START Information given

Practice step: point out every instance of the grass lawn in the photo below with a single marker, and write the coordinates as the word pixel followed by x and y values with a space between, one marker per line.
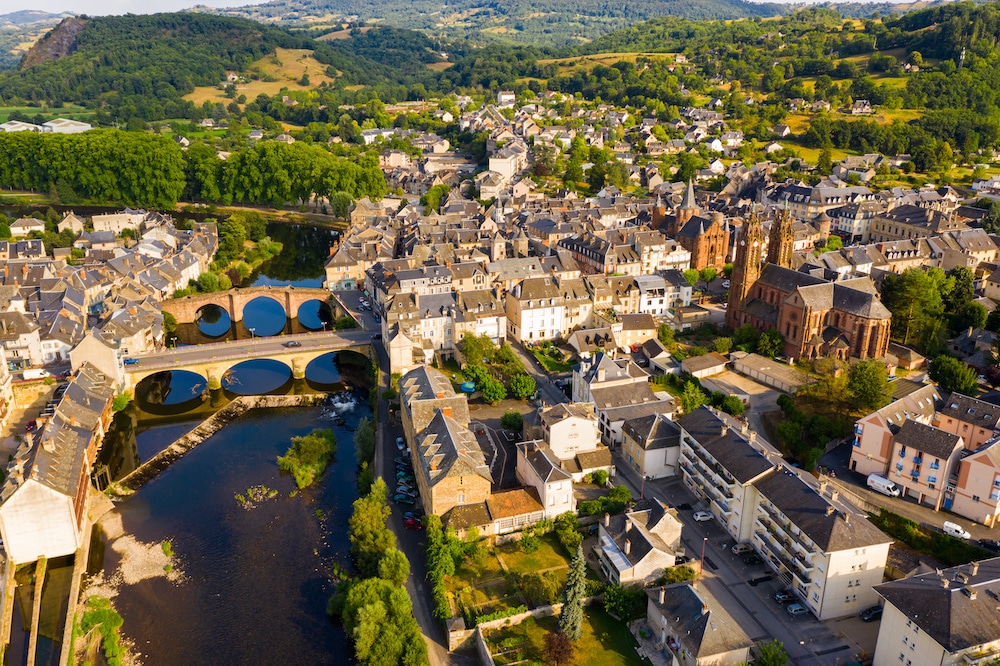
pixel 550 364
pixel 605 641
pixel 549 554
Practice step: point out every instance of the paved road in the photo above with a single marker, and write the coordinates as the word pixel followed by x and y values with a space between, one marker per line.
pixel 838 460
pixel 547 390
pixel 747 592
pixel 412 543
pixel 248 348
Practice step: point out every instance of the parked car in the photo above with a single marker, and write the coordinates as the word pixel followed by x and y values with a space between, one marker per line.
pixel 871 614
pixel 796 609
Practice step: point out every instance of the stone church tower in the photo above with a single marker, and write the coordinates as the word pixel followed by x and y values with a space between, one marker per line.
pixel 746 268
pixel 782 240
pixel 688 209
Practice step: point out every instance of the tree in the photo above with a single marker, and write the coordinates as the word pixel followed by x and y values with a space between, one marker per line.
pixel 571 616
pixel 868 382
pixel 952 374
pixel 493 391
pixel 771 653
pixel 733 405
pixel 522 386
pixel 512 420
pixel 558 648
pixel 825 163
pixel 692 398
pixel 378 616
pixel 370 538
pixel 394 567
pixel 770 344
pixel 972 315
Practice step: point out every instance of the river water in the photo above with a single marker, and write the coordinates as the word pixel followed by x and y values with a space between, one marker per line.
pixel 255 582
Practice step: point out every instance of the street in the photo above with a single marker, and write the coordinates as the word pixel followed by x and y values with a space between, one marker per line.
pixel 242 349
pixel 747 592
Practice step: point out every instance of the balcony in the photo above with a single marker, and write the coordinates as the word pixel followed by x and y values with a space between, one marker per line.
pixel 783 529
pixel 777 554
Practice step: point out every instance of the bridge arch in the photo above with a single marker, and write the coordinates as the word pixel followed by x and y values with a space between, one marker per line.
pixel 234 301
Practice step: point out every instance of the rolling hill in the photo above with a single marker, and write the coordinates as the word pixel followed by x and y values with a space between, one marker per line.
pixel 548 23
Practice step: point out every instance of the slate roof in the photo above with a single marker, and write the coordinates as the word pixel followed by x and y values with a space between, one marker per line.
pixel 730 448
pixel 927 439
pixel 700 620
pixel 653 432
pixel 960 616
pixel 830 527
pixel 971 410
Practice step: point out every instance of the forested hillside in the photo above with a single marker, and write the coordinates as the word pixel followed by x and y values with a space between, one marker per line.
pixel 550 23
pixel 142 65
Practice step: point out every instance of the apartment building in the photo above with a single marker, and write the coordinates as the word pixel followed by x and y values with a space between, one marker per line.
pixel 825 550
pixel 947 617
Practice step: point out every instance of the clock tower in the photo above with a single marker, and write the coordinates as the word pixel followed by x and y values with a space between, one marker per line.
pixel 746 268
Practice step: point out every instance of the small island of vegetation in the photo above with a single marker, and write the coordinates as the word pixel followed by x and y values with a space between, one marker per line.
pixel 308 456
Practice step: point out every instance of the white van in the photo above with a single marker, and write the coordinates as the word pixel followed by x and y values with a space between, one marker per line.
pixel 882 485
pixel 951 529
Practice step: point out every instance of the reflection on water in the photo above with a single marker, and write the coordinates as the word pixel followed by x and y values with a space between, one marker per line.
pixel 256 581
pixel 213 321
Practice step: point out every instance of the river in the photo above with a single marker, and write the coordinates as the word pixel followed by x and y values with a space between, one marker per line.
pixel 254 583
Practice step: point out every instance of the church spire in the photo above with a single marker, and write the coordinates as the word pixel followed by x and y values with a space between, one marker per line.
pixel 781 242
pixel 746 268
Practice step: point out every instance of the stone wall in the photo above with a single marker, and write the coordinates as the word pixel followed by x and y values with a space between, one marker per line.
pixel 152 467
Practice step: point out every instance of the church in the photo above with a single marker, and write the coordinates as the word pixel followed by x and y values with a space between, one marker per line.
pixel 816 317
pixel 705 237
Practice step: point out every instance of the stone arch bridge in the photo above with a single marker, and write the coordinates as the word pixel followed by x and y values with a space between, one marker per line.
pixel 213 361
pixel 185 310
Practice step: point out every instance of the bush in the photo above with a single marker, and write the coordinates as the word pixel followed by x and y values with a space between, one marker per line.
pixel 512 420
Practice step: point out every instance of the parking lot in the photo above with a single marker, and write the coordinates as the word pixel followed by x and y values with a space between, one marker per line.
pixel 353 301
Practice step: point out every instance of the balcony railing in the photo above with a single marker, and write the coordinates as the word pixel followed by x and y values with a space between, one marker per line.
pixel 783 528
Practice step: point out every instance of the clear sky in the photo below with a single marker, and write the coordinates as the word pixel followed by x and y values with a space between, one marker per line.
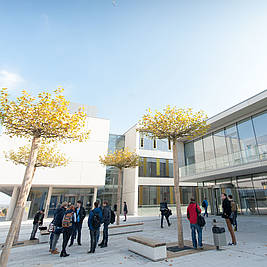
pixel 124 56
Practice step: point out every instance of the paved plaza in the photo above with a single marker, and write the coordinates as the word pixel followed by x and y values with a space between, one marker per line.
pixel 250 251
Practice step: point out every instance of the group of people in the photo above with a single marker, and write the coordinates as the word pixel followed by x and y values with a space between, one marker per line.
pixel 68 221
pixel 229 213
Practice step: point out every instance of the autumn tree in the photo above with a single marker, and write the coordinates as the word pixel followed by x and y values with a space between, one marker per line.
pixel 45 117
pixel 48 157
pixel 176 125
pixel 120 159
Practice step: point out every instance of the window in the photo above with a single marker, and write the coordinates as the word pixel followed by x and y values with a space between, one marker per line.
pixel 247 140
pixel 260 126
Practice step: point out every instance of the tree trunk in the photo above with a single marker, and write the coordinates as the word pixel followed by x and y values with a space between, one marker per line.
pixel 177 196
pixel 23 195
pixel 16 238
pixel 119 197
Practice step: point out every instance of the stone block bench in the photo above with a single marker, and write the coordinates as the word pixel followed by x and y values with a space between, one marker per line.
pixel 125 228
pixel 147 248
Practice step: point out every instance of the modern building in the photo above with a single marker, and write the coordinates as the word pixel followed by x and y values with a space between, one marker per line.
pixel 231 157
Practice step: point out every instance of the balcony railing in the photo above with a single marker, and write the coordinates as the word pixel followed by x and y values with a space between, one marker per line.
pixel 258 153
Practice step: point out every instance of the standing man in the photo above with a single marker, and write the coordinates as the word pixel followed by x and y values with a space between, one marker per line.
pixel 205 205
pixel 125 211
pixel 58 226
pixel 37 221
pixel 164 212
pixel 192 213
pixel 234 211
pixel 227 210
pixel 78 224
pixel 94 223
pixel 106 220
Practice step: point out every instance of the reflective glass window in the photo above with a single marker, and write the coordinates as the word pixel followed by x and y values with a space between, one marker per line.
pixel 260 126
pixel 247 140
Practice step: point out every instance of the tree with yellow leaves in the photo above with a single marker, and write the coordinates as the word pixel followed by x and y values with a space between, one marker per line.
pixel 47 157
pixel 120 159
pixel 176 125
pixel 46 117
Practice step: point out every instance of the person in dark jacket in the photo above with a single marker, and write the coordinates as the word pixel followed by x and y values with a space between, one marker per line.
pixel 192 213
pixel 125 211
pixel 67 224
pixel 77 227
pixel 227 210
pixel 164 212
pixel 106 221
pixel 94 222
pixel 59 214
pixel 37 221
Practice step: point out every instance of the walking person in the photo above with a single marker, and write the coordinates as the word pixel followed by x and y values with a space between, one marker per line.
pixel 67 224
pixel 94 223
pixel 78 224
pixel 205 205
pixel 164 212
pixel 37 221
pixel 234 212
pixel 125 211
pixel 58 226
pixel 106 221
pixel 227 210
pixel 192 213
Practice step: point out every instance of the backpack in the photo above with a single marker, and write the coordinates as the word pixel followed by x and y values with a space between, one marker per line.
pixel 112 217
pixel 67 220
pixel 200 219
pixel 96 222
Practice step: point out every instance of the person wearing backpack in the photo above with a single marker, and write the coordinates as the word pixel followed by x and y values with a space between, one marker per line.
pixel 227 211
pixel 106 221
pixel 59 214
pixel 67 224
pixel 205 205
pixel 94 223
pixel 234 212
pixel 193 211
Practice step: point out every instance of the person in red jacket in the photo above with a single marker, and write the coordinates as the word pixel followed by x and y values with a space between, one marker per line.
pixel 192 213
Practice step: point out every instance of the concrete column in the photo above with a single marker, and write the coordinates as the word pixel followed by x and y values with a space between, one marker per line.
pixel 12 204
pixel 95 196
pixel 47 204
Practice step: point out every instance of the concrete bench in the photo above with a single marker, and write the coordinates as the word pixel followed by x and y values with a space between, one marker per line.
pixel 147 248
pixel 125 228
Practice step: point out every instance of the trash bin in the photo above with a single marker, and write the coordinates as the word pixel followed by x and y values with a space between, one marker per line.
pixel 218 236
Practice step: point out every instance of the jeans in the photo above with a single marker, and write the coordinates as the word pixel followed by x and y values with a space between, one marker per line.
pixel 66 236
pixel 34 230
pixel 167 219
pixel 54 243
pixel 206 212
pixel 194 228
pixel 105 234
pixel 77 228
pixel 93 236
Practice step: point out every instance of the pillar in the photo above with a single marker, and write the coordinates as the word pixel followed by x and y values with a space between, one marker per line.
pixel 48 199
pixel 95 196
pixel 12 204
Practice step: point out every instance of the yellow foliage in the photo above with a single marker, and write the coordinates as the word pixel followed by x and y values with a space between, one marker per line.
pixel 174 124
pixel 46 116
pixel 121 159
pixel 48 156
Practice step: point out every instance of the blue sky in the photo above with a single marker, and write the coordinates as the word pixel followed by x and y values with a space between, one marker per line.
pixel 135 54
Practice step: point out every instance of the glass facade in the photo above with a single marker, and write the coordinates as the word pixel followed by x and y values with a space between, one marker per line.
pixel 153 195
pixel 249 192
pixel 148 143
pixel 239 143
pixel 155 167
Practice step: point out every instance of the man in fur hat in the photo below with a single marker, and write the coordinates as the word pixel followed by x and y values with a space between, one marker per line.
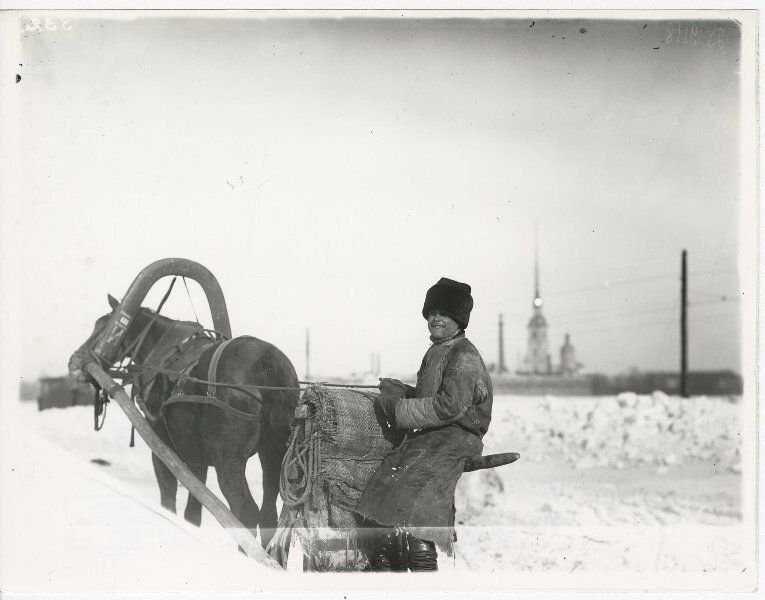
pixel 409 501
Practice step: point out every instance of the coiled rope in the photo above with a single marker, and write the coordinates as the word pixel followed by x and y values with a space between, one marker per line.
pixel 299 467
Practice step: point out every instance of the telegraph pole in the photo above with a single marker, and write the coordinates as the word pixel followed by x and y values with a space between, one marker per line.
pixel 501 362
pixel 307 354
pixel 684 325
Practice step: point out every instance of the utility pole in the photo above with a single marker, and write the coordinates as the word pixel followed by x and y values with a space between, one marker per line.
pixel 501 362
pixel 684 325
pixel 307 354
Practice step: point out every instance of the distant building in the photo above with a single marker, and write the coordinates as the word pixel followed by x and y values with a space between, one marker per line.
pixel 537 360
pixel 568 363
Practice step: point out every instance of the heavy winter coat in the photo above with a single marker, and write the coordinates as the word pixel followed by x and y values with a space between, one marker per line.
pixel 445 417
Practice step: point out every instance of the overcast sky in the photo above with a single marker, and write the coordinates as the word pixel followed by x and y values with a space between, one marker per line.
pixel 328 171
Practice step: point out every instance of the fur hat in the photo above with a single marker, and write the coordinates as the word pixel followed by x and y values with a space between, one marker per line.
pixel 452 298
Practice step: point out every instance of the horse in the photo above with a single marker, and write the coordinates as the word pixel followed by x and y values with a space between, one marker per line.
pixel 204 435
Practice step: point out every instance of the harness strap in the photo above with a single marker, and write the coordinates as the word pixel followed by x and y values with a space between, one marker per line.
pixel 211 401
pixel 212 369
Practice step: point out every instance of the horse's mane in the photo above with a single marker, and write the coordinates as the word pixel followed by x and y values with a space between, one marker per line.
pixel 167 320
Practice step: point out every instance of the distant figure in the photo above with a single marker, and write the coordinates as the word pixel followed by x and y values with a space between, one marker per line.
pixel 410 498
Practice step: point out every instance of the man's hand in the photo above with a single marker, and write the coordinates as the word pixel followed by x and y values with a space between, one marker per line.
pixel 391 391
pixel 392 385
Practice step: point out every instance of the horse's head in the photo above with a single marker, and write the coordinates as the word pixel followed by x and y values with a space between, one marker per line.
pixel 85 353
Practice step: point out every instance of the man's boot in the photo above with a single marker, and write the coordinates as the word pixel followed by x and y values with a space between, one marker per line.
pixel 422 555
pixel 386 554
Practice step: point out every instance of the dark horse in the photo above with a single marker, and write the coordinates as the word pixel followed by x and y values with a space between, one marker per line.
pixel 204 435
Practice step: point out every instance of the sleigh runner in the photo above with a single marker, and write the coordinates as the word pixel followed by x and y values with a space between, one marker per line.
pixel 323 449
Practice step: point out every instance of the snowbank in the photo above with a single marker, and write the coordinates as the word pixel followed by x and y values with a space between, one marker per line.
pixel 623 431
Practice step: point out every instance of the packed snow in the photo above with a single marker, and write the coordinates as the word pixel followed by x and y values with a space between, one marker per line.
pixel 610 492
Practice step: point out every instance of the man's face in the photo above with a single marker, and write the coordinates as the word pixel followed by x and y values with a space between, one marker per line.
pixel 441 326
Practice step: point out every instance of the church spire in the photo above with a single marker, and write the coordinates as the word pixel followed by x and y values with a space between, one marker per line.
pixel 537 294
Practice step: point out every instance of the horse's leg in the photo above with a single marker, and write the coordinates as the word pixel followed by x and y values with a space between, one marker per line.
pixel 193 513
pixel 168 484
pixel 233 484
pixel 271 457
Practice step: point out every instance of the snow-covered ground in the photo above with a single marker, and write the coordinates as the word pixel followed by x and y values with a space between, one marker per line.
pixel 609 492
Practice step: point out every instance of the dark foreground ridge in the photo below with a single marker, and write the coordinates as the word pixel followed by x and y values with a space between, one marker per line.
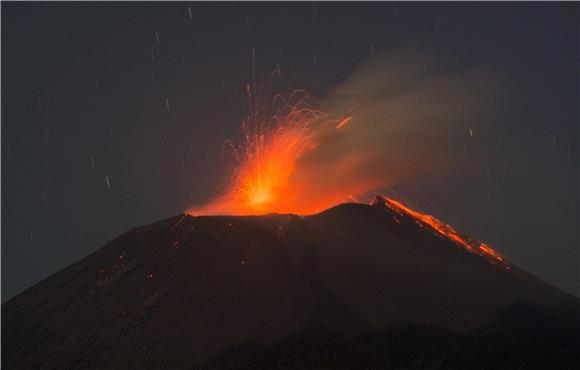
pixel 353 287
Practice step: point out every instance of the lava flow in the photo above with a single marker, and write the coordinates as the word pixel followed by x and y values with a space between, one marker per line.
pixel 444 230
pixel 275 137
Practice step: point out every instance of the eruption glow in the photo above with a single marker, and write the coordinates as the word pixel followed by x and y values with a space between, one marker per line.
pixel 445 230
pixel 392 122
pixel 275 137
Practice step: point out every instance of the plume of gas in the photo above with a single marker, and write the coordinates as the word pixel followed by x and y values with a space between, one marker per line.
pixel 395 120
pixel 409 112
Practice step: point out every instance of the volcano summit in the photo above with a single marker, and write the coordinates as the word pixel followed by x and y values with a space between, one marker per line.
pixel 356 286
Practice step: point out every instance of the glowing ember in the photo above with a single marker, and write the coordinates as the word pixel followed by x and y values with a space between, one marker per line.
pixel 275 138
pixel 445 230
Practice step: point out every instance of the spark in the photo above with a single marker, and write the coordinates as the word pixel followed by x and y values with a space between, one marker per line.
pixel 46 135
pixel 344 122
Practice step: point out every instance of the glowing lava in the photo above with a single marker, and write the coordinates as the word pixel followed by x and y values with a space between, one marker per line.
pixel 444 230
pixel 275 137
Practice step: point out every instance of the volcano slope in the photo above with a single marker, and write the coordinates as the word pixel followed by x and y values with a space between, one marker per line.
pixel 356 286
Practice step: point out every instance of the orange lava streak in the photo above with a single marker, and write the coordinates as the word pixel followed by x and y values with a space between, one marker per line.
pixel 449 232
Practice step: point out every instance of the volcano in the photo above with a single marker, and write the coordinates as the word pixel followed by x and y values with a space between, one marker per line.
pixel 356 286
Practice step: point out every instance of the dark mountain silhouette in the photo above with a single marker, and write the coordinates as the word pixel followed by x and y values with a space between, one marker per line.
pixel 356 286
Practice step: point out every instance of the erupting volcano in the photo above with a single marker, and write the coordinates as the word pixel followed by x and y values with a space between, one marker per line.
pixel 356 286
pixel 266 177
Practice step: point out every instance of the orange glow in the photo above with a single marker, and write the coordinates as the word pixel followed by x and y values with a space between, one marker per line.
pixel 446 231
pixel 275 138
pixel 344 122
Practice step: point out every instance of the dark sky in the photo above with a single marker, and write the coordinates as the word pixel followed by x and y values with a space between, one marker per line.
pixel 83 101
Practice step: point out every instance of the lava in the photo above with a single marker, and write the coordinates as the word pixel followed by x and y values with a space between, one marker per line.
pixel 275 137
pixel 444 230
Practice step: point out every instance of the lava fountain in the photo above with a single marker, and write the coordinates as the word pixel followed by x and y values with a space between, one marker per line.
pixel 276 135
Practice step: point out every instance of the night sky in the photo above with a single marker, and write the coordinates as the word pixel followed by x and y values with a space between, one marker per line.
pixel 115 115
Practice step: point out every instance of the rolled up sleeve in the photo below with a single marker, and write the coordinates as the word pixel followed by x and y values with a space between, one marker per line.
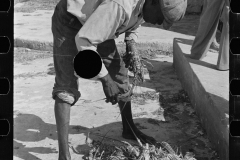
pixel 100 26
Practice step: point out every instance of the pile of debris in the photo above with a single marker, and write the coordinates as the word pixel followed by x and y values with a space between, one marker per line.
pixel 162 151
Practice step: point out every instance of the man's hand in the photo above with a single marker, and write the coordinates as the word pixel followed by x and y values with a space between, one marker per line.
pixel 132 60
pixel 110 89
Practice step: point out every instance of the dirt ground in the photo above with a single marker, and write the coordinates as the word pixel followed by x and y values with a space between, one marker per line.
pixel 160 108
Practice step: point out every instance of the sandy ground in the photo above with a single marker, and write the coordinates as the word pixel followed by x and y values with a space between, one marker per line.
pixel 160 108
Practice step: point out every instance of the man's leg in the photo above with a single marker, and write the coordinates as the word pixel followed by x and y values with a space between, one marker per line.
pixel 62 115
pixel 207 29
pixel 119 74
pixel 65 90
pixel 223 58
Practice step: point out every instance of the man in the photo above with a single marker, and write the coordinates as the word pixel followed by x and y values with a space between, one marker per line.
pixel 207 31
pixel 83 30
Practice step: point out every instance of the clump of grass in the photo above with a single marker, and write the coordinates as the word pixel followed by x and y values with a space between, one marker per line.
pixel 149 50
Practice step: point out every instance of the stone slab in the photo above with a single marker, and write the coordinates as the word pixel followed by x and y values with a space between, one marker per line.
pixel 208 90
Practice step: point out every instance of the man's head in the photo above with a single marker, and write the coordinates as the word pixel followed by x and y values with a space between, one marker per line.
pixel 164 12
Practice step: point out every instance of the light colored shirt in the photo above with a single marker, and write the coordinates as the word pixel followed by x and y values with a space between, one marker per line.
pixel 103 20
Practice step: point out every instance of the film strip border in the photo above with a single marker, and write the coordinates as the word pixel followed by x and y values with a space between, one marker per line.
pixel 6 79
pixel 234 110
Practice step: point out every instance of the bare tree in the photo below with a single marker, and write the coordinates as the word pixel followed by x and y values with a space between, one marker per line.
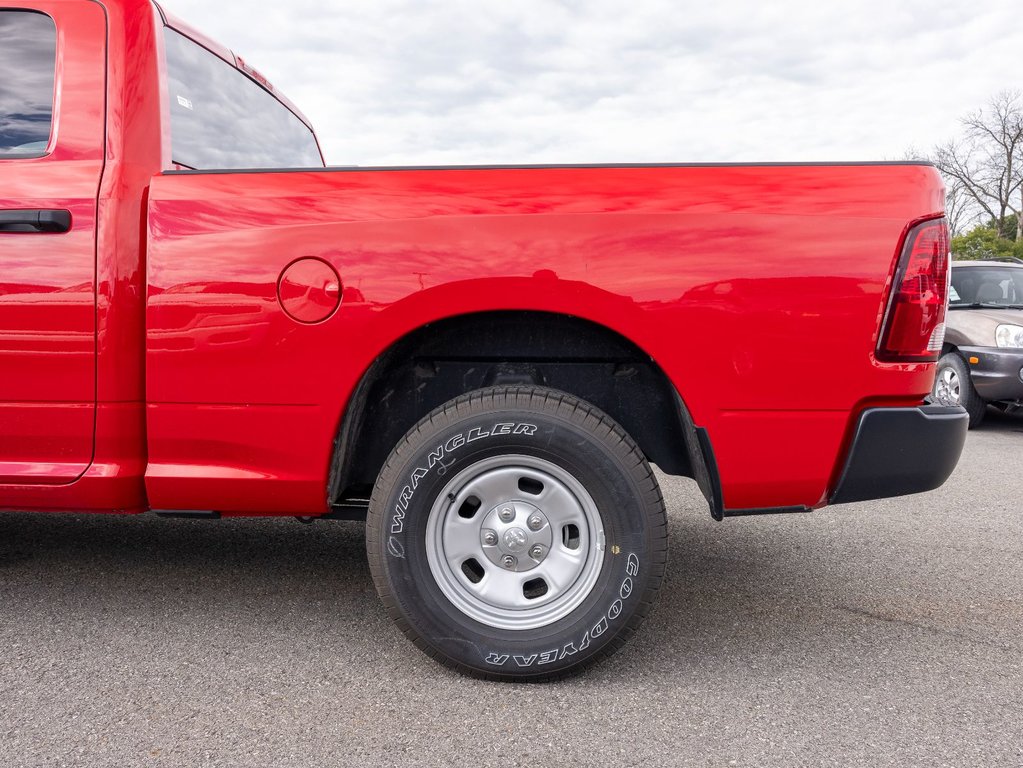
pixel 961 210
pixel 985 166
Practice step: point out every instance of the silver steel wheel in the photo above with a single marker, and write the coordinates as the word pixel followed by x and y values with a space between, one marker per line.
pixel 947 387
pixel 515 542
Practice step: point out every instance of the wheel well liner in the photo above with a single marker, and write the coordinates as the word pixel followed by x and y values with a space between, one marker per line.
pixel 445 359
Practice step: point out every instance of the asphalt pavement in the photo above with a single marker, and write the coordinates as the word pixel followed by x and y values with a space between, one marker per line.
pixel 884 633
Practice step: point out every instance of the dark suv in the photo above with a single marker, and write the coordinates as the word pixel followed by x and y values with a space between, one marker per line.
pixel 982 357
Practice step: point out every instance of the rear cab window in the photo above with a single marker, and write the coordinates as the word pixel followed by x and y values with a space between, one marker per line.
pixel 28 64
pixel 222 119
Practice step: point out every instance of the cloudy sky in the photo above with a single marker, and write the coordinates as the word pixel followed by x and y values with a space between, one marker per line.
pixel 390 82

END Information given

● Task requirements: Extract every line from the one containing "Practice step: point out every instance of the cloudy" through the last line of the data, inclusive, exactly as written.

● Worked solution:
Practice step: point out every instance of the cloudy sky in the photo above with a single marker, and write the coordinates as the word pixel followed by x and y values with a space between, one marker per line.
pixel 390 82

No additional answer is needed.